[Supplied data]:

- - - -

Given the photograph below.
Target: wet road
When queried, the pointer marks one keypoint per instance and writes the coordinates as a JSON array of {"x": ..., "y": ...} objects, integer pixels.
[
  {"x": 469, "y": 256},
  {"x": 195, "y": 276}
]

- - - -

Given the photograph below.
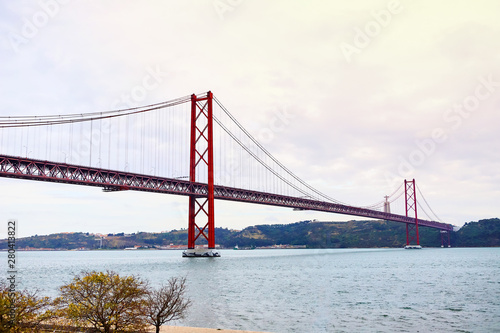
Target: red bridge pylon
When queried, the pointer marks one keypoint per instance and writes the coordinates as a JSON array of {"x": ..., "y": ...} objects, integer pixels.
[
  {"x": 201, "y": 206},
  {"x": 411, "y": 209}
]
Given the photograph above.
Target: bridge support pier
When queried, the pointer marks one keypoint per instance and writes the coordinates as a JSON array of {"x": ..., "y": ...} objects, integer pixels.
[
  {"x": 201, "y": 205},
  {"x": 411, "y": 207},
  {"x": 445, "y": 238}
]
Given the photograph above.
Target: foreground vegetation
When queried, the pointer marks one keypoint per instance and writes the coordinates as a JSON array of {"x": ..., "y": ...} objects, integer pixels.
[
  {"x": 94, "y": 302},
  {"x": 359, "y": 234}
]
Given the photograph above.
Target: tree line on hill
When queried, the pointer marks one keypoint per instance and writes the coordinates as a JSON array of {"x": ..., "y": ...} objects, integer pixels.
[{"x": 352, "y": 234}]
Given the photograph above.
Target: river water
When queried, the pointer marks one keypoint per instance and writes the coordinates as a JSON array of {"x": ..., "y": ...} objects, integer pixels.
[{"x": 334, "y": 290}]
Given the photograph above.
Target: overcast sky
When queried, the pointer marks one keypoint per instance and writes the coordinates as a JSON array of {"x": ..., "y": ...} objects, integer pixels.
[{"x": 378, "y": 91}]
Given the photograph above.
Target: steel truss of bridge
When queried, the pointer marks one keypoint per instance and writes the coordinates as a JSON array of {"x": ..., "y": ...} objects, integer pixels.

- - - -

[Stated goal]: Pull out each line above that contains the string "Target", matching it with case counted.

[Output]:
Target: wet road
Target: red bridge pylon
Target: bridge support pier
Target: foreground vegetation
Target: tree line on hill
Target: river water
Target: overcast sky
Target: steel truss of bridge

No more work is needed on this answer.